Items from a labeling collection:
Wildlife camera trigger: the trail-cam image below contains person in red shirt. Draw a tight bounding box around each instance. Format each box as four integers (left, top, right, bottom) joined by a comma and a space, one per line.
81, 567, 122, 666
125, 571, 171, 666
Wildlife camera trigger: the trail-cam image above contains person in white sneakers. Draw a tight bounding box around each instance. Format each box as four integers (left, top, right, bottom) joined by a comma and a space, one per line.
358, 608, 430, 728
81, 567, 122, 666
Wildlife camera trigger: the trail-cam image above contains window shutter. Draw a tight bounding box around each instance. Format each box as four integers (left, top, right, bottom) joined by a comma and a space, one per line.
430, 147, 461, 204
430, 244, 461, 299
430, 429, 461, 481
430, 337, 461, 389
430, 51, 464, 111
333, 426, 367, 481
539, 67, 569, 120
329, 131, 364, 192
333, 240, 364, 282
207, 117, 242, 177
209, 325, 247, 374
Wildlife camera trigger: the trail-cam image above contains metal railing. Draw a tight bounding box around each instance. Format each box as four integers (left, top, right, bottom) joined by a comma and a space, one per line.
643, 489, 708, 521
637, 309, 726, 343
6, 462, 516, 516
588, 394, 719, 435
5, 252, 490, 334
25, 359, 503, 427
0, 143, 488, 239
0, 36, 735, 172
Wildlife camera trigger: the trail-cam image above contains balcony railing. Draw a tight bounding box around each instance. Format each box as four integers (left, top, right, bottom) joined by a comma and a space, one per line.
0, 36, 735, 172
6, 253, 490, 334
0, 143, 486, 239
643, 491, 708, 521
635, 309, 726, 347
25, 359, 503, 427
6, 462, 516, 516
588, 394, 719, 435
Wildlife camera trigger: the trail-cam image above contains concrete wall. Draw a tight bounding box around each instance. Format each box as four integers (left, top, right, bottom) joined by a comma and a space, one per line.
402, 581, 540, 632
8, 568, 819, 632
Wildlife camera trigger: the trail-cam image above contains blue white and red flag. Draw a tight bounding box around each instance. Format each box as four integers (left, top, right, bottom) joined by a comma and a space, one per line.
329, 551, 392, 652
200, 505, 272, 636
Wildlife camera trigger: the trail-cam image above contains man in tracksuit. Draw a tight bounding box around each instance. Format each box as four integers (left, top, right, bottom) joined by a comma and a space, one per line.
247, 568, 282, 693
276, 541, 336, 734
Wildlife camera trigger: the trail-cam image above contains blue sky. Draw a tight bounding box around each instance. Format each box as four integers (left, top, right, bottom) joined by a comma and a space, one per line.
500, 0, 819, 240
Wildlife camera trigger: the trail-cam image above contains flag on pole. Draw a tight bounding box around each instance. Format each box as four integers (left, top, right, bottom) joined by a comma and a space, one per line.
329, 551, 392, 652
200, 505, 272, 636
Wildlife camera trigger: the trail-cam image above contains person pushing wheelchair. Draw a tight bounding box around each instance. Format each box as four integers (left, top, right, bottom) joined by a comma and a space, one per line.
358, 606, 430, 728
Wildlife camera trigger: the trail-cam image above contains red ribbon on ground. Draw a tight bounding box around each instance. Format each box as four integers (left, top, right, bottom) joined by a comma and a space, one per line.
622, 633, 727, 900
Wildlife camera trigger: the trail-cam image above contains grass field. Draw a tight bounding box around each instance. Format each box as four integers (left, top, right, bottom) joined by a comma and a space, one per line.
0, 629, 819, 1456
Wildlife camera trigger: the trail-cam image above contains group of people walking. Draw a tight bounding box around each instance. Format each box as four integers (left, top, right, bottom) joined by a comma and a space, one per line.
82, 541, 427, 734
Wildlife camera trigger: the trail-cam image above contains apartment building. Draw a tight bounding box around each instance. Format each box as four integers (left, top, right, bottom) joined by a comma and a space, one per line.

**What to produce**
Starting at the line that contains "contains blue white" and ending at the line that contains "500, 0, 819, 240", rewrite those lines of the listing with the requests included. Multiply each box coordinate in the answers by 0.75 and round to whole numbers, with halves going up.

**Answer to the task**
Wildlife camera trigger: the trail-cam image above contains blue white and red flag. Draw a tight bounding box around each instance. Format each box as four integers (left, top, right, bottom) joined by a comma and a space, one per line.
247, 413, 294, 489
150, 379, 204, 477
Wildlife camera trigger: the trail-cam image above contains man in tracksuit. Draw a tight bounding box around each instance. Format each box as four integers (left, top, right, bottom) joined by a comma and a space, one per line.
185, 426, 212, 520
207, 406, 252, 551
Wildlife camera trigger: the trail-cam image above contains blue sky. Draw a tight bounding box around each instance. Format each box as four integers (left, top, right, bottom) joined by a comma and a space, one per line.
375, 0, 614, 180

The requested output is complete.